- Textabschnitt
....
Montag, 24. März 2014
Unsere kleine Folterstube
Vorspiel
Eine Stunde vor dem Anpfiff muss man nicht im Stadion sein beschließe ich. Schon gar nicht auf einem Samstag um 13 Uhr. Schon überhaupt gar nicht, wenn man danach noch auf einen Geburtstag muss. Das verspricht ein anstrengender Tag zu werden, Herr L. hat schon angekündigt höchstens ein Bier im Stadion trinken zu wollen, ich soll mich zurückhalten am Tresen.
Eine halbe Stunde vorher, das reicht für einen kurzen Schnack mit dem Dartmeister und den anderen Herren vom Fanclub. Die Jungs haben zwei neue Leute dabei, seit 30 Jahren nicht im Stadion gewesen und heute haben sie einen Sitzplatz, unser Block, unsere Reihe, da können sie mir gleich hinterherlaufen. Hat sich ja einiges verändert in 30 Jahren, man findet nix wieder.
Unterwegs schnell ein Bier abgreifen, mehr soll ich ja nicht. Als ich oben ankomme erwartet mich Herr L. entgegen seiner Ankündigung mit zwei vollen Bechern und wir können gleich einsteigen in die Ingolstädter Mannschaftsausstellung, die wie zu erwarten aus lauter Guneschs besteht, obwohl Felgenralle leider nur auf der Bank sitzt. Das finde ich ziemlich doof, denn auf der Bank sitzen können hätte er bei uns schließlich auch, aber er musste ja unbedingt Audi fahren.
Unsere IV besteht aus Gonther und Mohr, was nach den zuletzt gezeigten Leistungen nur logisch ist, muss auch Herr L. zähneknirschend zugeben, der alte Torre-Fan. Ansonsten eine ziemlich offensive Ausrichtung, Bartels, Gregoritsch, diesmal Nöthe vorne drin und Verhoek als Reservist. Hm. Hm hm. Buchti noch auf der Bank nach seiner Verletzung, aber Sebastian Maier in der Startelf. Gefällt mir, kann losgehn.
Spiel (1)
Gefällt mir nicht, kann wieder abgepfiffen werden. In den ersten 15 Minuten gefühlt doppelt so viele Angriffe der Ingolstädter und auch die sind nicht gerade zahlreich. Ödes Mittelfeldgebolze, wenn über nen Konter (schnelles Umschaltspiel heißt das ja heute) was geht, dann maximal bis zum 16er, meist ist vorher schon Schluss. Bartels ist ein paar mal über Außen recht schnell unterwegs, verliert aber auch ebenso schnell den Ball. Sehr viel los ist vor dem Tor der Bayern nicht, nein, eigentlich ist da gar nichts los. Null. "Da heißt es immer wir haben Probleme mit tief stehenden Mannschaften" meckert Herr L. "aber die stehen gar nicht tief. Die sind alle in unserer Hälfte. Andauernd." Kann man nichts gegen sagen, wo er Recht hat..
....
- Auszüge der Zeilen

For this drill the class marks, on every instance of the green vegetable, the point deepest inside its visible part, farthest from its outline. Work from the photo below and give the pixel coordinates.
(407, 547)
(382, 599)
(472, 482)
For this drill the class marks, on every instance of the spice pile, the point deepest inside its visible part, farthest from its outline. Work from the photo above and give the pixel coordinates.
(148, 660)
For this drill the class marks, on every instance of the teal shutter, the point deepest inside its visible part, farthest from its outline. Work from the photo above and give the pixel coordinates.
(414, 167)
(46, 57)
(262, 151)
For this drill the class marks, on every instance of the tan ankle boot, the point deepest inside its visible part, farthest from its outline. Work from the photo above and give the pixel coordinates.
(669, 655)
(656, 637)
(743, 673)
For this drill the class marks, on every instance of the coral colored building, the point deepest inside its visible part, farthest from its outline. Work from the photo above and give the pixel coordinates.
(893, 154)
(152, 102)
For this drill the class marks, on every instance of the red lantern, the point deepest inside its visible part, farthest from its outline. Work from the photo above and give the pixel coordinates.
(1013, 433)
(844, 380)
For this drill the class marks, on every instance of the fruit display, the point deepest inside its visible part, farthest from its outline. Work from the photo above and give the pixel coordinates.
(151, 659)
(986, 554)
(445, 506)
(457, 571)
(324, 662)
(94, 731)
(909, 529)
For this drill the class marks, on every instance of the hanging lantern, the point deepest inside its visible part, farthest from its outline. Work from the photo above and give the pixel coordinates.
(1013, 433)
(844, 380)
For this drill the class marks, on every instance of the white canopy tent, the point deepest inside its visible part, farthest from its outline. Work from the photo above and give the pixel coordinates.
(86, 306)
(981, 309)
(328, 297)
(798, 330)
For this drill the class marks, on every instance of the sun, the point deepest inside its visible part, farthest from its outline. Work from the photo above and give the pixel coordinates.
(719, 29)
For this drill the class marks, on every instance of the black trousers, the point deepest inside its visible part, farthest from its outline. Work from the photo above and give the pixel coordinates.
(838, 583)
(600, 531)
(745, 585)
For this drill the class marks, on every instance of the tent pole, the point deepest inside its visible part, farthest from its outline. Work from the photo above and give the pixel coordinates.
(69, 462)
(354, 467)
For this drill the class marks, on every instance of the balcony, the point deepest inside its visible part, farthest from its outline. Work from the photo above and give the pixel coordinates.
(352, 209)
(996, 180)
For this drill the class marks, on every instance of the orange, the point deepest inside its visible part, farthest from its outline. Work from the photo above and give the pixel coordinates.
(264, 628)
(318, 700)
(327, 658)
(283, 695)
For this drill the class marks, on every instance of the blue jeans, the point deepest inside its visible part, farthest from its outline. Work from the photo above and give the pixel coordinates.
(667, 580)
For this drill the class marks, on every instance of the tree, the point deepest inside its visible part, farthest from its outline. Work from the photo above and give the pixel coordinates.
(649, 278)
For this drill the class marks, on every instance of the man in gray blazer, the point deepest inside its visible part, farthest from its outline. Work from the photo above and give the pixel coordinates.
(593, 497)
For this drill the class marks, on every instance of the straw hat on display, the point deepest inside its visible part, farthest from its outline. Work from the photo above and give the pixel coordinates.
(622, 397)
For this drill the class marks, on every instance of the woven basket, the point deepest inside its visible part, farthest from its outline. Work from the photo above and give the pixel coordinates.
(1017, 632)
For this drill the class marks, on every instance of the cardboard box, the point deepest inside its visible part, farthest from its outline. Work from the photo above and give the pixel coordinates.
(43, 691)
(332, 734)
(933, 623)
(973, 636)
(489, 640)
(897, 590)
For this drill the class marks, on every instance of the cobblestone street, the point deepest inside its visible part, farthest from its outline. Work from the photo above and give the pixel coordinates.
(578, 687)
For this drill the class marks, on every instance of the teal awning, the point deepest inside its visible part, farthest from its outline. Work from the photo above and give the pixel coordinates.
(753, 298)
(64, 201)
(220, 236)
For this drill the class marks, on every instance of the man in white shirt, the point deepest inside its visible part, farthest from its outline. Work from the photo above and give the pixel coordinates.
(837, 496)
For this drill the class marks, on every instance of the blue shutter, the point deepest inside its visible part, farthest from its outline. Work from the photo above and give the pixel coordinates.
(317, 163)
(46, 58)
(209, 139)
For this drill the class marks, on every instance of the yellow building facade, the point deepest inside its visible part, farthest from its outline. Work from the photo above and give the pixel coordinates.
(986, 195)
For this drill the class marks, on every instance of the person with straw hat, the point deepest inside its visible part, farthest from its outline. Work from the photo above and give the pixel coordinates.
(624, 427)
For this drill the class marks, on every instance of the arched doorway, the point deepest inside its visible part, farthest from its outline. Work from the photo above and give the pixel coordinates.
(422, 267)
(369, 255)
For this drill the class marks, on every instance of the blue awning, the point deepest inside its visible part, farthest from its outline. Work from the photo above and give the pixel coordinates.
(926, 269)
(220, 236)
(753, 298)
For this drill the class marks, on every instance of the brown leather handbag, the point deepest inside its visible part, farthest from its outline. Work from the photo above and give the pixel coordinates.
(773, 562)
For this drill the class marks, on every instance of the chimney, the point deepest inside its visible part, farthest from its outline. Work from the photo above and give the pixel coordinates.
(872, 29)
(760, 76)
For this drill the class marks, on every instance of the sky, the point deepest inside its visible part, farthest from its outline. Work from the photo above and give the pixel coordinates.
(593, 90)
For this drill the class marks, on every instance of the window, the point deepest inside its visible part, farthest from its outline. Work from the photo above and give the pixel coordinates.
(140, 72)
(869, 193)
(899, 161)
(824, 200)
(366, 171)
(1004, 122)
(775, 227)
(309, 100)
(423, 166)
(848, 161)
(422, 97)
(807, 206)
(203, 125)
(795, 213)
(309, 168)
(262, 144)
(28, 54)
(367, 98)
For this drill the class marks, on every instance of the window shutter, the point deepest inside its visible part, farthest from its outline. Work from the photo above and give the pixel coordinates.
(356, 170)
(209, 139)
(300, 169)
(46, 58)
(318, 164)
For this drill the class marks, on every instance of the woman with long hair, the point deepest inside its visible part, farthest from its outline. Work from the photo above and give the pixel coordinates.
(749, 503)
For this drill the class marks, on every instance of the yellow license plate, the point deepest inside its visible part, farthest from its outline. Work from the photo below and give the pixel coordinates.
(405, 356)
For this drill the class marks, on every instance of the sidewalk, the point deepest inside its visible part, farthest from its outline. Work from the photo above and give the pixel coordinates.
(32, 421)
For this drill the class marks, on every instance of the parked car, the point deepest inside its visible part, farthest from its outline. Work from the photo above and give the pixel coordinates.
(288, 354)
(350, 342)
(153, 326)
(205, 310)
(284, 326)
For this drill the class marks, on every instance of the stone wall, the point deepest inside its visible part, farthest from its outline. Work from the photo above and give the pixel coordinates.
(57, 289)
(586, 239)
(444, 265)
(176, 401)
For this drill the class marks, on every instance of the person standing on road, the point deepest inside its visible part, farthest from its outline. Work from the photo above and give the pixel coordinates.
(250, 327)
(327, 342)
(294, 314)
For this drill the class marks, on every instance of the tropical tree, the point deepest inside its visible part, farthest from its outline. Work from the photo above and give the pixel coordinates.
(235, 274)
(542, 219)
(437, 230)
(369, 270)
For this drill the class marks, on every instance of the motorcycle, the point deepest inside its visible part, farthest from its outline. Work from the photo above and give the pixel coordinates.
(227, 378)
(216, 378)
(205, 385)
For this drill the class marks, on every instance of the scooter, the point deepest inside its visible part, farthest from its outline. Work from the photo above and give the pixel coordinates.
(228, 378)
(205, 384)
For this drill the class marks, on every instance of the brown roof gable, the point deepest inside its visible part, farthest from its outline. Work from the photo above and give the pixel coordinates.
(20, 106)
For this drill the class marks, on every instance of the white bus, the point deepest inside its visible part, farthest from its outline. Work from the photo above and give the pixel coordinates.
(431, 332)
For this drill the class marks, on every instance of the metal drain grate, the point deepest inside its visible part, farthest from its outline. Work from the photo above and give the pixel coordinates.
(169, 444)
....
- Arbeitsauftrag 1
Gib den Spielbericht von „Eine halbe Stunde“ bis „findet nix wieder.“ wortgetreu wieder.
- Arbeitsauftrag 2
Prüfe, ob die folgenden Aussagen mit dem Spielbericht übereinstimmen, und belege jede Antwort mit ja oder nein sowie den entscheidenden Worten aus dem Bericht: (a) Herr L. kommt mit zwei vollen Bechern. (b) Verhoek steht in der Startelf. (c) Die IV besteht aus Gonther und Mohr.
- Arbeitsauftrag 3
Fasse den Spielbericht in zwei Sätzen zusammen.
Die Zeilen stammen aus einer anderen Quelle als der Spielbericht.

- Lösung 1
Eine halbe Stunde vorher, das reicht für einen kurzen Schnack mit dem Dartmeister und den anderen Herren vom Fanclub. Die Jungs haben zwei neue Leute dabei, seit 30 Jahren nicht im Stadion gewesen und heute haben sie einen Sitzplatz, unser Block, unsere Reihe, da können sie mir gleich hinterherlaufen. Hat sich ja einiges verändert in 30 Jahren, man findet nix wieder.

- Lösung 2
(a) Ja: „erwartet mich Herr L. entgegen seiner Ankündigung mit zwei vollen Bechern“
(b) Nein: „diesmal Nöthe vorne drin und Verhoek als Reservist“
(c) Ja: „Unsere IV besteht aus Gonther und Mohr“

- Lösung 3
Vor dem Anpfiff reicht die Zeit für einen kurzen Schnack mit dem Fanclub und ein Bier mit Herrn L., und in der eigenen Aufstellung stehen Gonther und Mohr in der IV sowie Sebastian Maier in der Startelf. In den ersten 15 Minuten gibt es nur ödes Mittelfeldgebolze und vor dem Tor der Gegner ist gar nichts los, worüber Herr L. meckert, dass die Gegner andauernd in der eigenen Hälfte stehen.